> _About this exercise_:
Within this material, find every line where the string "below" appears, and copy it out.

> _Supplied records_:
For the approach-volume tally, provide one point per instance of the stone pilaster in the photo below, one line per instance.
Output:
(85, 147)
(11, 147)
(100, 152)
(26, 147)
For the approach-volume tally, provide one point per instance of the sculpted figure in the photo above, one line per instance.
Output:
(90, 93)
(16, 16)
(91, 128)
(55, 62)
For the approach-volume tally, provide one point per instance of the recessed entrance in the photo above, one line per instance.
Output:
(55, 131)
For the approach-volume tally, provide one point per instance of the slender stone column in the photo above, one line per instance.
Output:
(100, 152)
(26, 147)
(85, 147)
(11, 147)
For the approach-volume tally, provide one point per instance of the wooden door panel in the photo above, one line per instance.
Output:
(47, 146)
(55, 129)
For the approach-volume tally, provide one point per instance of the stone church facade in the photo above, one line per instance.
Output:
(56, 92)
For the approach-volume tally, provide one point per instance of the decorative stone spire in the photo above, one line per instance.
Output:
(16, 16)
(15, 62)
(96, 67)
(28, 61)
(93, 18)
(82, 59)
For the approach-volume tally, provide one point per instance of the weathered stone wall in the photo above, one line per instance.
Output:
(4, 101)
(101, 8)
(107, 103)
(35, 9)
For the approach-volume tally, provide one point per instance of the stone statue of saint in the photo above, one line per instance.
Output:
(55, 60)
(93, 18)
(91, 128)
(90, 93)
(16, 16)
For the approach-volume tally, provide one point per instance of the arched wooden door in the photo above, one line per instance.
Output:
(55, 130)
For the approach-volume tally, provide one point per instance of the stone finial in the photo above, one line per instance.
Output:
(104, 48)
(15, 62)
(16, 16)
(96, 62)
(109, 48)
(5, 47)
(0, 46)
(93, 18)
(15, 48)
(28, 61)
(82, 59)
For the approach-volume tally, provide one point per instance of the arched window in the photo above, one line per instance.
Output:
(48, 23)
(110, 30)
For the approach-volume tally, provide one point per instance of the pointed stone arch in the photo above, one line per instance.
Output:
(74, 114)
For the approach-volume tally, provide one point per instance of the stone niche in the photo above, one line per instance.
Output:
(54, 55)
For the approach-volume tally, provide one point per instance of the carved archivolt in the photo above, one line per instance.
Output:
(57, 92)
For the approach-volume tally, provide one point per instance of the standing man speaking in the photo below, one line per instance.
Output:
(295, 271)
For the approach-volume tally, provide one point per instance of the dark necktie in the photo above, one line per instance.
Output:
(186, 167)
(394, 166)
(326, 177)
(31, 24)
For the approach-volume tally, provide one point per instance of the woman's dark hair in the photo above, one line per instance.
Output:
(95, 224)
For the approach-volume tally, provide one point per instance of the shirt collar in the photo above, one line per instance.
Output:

> _Written solution_:
For the approach-volume tally, provide one point per instance of the stone pilaster in the photo below, one line per instance.
For the approach-volume tally, provide one point per instance of the standing man speaking in the photo below, one line per instance.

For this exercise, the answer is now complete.